(Point annotation dataset records)
——————————
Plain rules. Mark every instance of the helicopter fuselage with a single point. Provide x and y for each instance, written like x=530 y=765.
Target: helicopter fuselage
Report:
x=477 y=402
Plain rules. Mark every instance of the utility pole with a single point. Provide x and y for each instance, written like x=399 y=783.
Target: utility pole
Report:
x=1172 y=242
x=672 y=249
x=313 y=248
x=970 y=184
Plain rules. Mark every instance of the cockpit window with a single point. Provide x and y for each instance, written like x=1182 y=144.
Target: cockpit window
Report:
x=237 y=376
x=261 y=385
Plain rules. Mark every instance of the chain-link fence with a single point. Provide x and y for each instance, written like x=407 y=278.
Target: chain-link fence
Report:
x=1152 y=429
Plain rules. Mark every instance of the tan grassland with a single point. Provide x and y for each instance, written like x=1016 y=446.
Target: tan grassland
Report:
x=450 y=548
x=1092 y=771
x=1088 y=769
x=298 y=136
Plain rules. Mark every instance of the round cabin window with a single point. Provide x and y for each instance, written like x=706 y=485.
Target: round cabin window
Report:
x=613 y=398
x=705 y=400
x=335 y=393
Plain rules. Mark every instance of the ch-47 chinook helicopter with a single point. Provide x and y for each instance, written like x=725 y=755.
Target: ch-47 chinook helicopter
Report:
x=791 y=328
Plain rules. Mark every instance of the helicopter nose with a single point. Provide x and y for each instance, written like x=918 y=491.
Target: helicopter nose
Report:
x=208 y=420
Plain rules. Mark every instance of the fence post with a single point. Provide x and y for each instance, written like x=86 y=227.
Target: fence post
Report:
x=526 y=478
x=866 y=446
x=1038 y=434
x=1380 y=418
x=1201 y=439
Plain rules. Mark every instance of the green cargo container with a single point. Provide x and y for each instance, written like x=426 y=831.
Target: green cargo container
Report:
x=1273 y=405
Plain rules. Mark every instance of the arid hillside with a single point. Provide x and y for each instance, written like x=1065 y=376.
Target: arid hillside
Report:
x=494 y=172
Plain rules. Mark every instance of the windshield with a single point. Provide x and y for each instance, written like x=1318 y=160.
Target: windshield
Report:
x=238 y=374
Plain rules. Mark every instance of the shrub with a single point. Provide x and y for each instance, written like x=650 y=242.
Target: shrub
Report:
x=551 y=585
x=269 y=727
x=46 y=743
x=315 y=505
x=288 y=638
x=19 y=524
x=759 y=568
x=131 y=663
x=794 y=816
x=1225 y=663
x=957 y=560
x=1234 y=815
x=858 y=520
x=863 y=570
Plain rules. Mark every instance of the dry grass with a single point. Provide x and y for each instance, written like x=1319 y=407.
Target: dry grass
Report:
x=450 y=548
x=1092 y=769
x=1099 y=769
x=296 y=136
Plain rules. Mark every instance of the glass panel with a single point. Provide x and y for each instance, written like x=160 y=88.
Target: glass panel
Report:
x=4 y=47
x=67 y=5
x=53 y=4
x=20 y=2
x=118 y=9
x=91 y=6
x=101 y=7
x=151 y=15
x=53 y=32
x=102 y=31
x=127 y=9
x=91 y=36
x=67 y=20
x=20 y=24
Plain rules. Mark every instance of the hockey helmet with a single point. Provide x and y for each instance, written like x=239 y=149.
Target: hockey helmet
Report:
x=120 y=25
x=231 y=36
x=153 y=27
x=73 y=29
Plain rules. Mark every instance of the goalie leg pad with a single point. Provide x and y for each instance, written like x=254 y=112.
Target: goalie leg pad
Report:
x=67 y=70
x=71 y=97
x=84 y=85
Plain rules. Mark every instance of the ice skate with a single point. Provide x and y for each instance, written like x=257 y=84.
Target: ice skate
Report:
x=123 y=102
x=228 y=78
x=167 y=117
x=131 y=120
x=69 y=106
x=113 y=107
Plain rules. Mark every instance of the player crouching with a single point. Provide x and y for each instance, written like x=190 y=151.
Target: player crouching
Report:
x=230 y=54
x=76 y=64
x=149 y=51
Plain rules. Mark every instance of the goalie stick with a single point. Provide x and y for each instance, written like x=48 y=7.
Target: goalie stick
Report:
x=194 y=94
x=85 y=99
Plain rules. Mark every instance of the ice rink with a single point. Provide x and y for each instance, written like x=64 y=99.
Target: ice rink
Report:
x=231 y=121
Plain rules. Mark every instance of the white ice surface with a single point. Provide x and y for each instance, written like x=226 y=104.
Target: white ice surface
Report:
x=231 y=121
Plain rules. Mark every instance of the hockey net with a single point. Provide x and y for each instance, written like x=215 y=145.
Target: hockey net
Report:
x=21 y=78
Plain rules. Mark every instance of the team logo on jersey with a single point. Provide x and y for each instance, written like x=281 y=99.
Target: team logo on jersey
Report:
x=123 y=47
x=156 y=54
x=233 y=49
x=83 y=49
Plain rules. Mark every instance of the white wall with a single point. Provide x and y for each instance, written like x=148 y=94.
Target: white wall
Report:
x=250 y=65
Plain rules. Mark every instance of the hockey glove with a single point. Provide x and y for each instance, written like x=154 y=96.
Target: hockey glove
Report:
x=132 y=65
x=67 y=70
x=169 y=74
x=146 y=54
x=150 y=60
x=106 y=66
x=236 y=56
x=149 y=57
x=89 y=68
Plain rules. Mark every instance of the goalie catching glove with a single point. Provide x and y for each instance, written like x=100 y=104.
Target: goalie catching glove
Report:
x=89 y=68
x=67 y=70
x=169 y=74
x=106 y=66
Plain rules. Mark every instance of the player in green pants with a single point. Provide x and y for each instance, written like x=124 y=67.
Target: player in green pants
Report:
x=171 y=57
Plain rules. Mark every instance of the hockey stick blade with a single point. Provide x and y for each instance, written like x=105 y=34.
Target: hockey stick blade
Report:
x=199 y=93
——————————
→ **TASK**:
Express these lines as a JSON list of strings, one string per line, leaving out any blank lines.

→ **THE RESULT**:
[
  "Plain rules. Mark every instance of the helicopter fuselage with a single point. Provide x and y for each instance, written like x=530 y=765.",
  "Target: helicopter fuselage",
  "Report:",
  "x=477 y=402",
  "Plain rules. Mark every instance of the utility pole with a single point. Provide x and y for each instance, written like x=399 y=783.",
  "Target: utility pole",
  "Report:",
  "x=1172 y=242",
  "x=672 y=249",
  "x=313 y=248",
  "x=970 y=184",
  "Plain rules. Mark every instance of the cockpit window with a single point. Provide x and y for each instance, written like x=1182 y=144.",
  "Target: cockpit window",
  "Report:",
  "x=237 y=376",
  "x=261 y=385",
  "Plain rules. Mark every instance of the chain-link fence with a single point. Provide x and y for each instance, written like x=407 y=278.",
  "Target: chain-link fence",
  "Report:",
  "x=1152 y=429",
  "Plain rules. Mark every instance of the tan grassland with a single point. Provide x and y for each instance, written like x=1016 y=446.",
  "Target: tan grassland",
  "Report:",
  "x=450 y=548",
  "x=1092 y=771",
  "x=1088 y=769",
  "x=298 y=136",
  "Plain rules. Mark every instance of the round cabin window with a single point. Provide x and y for each instance, written like x=706 y=485.",
  "Target: round cabin window",
  "Report:",
  "x=613 y=398",
  "x=705 y=400",
  "x=335 y=393",
  "Plain rules. Mark every instance of the ch-47 chinook helicopter with a single point. Provide x and y for each instance, written like x=725 y=755.",
  "Target: ch-47 chinook helicopter",
  "Report:",
  "x=791 y=328",
  "Plain rules. Mark every instance of the helicopter nose with a single point. Provide x and y for each instance, written like x=918 y=491.",
  "Target: helicopter nose",
  "Report:",
  "x=208 y=420",
  "Plain rules. Mark every instance of the fence post with a single point. Provide x and y for each instance, written like x=86 y=227.",
  "Target: fence post",
  "Report:",
  "x=526 y=478",
  "x=866 y=446",
  "x=1038 y=434",
  "x=1380 y=418",
  "x=1201 y=439",
  "Plain rules. Mark every instance of the green cargo container with a single point. Provide x and y for each instance, written like x=426 y=831.",
  "Target: green cargo container",
  "Report:",
  "x=1273 y=405",
  "Plain rules. Mark every instance of the arid hillside with a single point. Provide x and y for each instance, written like x=1065 y=376.",
  "Target: arid hillside",
  "Report:",
  "x=494 y=172",
  "Plain rules. Mark every instance of the windshield with a single point. Provide x and y for each instance, written like x=1318 y=160.",
  "Target: windshield",
  "Report:",
  "x=238 y=374",
  "Plain rules. Mark every instance of the shrub with a single point. Provide x and y for each instance, written like x=650 y=242.",
  "Target: shrub",
  "Report:",
  "x=551 y=585",
  "x=269 y=727",
  "x=46 y=743",
  "x=315 y=505",
  "x=288 y=638",
  "x=19 y=524",
  "x=759 y=568",
  "x=131 y=663",
  "x=794 y=816",
  "x=1225 y=663",
  "x=957 y=560",
  "x=1234 y=815",
  "x=858 y=520",
  "x=863 y=570",
  "Plain rules. Mark every instance of the dry grass with a single point. Provide x and y for each instance, written like x=1319 y=407.",
  "Target: dry grass",
  "Report:",
  "x=450 y=548",
  "x=1092 y=769",
  "x=1099 y=769",
  "x=296 y=136",
  "Plain rules. Mark every instance of the glass panel with a single point. Provide x and y for each instance, written like x=160 y=88.",
  "Target: glass panel",
  "Report:",
  "x=4 y=47",
  "x=67 y=5",
  "x=53 y=4",
  "x=20 y=2",
  "x=118 y=9",
  "x=91 y=6",
  "x=101 y=7",
  "x=151 y=15",
  "x=53 y=32",
  "x=102 y=31",
  "x=127 y=9",
  "x=91 y=36",
  "x=67 y=20",
  "x=20 y=24",
  "Plain rules. Mark every instance of the hockey helmet with a single point. Provide x and y for each instance, written like x=239 y=149.",
  "Target: hockey helmet",
  "Report:",
  "x=120 y=25",
  "x=231 y=36",
  "x=153 y=27",
  "x=73 y=29",
  "Plain rules. Mark every instance of the goalie leg pad with a single point. Provide x and y for each instance, written like x=254 y=112.",
  "Target: goalie leg pad",
  "Report:",
  "x=67 y=70",
  "x=71 y=97",
  "x=84 y=85",
  "Plain rules. Mark every instance of the ice skate with a single point. Provide x and y for each instance, written like x=257 y=84.",
  "Target: ice skate",
  "Report:",
  "x=123 y=102",
  "x=228 y=78",
  "x=167 y=117",
  "x=131 y=120",
  "x=69 y=106",
  "x=113 y=107",
  "Plain rules. Mark every instance of the player crouching with a single point. Provide x and y for each instance, written like x=190 y=151.",
  "Target: player crouching",
  "Report:",
  "x=230 y=54",
  "x=76 y=64",
  "x=149 y=51",
  "Plain rules. Mark every instance of the goalie stick with a single point. Provide x and y for each instance, written like x=48 y=7.",
  "Target: goalie stick",
  "Report:",
  "x=194 y=94",
  "x=85 y=99",
  "Plain rules. Mark every instance of the ice rink with a single point. Provide x and y for each instance, written like x=64 y=99.",
  "Target: ice rink",
  "Report:",
  "x=231 y=121",
  "Plain rules. Mark every instance of the white ice surface with a single point. Provide x and y for each instance, written like x=226 y=104.",
  "Target: white ice surface",
  "Report:",
  "x=231 y=121",
  "Plain rules. Mark every instance of the hockey net with a single point. Provide x and y for each instance, written like x=215 y=145.",
  "Target: hockey net",
  "Report:",
  "x=21 y=78",
  "Plain rules. Mark every instance of the team logo on jersey with a single point. Provide x and y for each instance, written like x=281 y=99.",
  "Target: team logo on jersey",
  "Report:",
  "x=123 y=47",
  "x=156 y=54",
  "x=233 y=49",
  "x=83 y=49",
  "Plain rules. Mark every instance of the white wall with a single point. Provide x and y for each instance, written like x=148 y=94.",
  "Target: white wall",
  "Report:",
  "x=250 y=65",
  "Plain rules. Mark every instance of the hockey glove with a single point. Provide x and y for each instance, written like x=154 y=96.",
  "Target: hockey glove",
  "Report:",
  "x=132 y=65",
  "x=67 y=70",
  "x=169 y=74",
  "x=146 y=54",
  "x=150 y=60",
  "x=106 y=66",
  "x=236 y=56",
  "x=149 y=57",
  "x=89 y=68",
  "Plain rules. Mark every instance of the goalie catching glove with a single point. Provide x and y for each instance, written like x=100 y=104.",
  "Target: goalie catching glove",
  "Report:",
  "x=89 y=68",
  "x=67 y=70",
  "x=169 y=74",
  "x=106 y=66",
  "Plain rules. Mark every instance of the player in green pants with a single point. Provide x and y for each instance, written like x=124 y=67.",
  "Target: player in green pants",
  "Report:",
  "x=171 y=57",
  "Plain rules. Mark every instance of the hockey stick blade with a single point. Provide x and y for each instance, written like x=105 y=34.",
  "Target: hockey stick blade",
  "Report:",
  "x=199 y=93"
]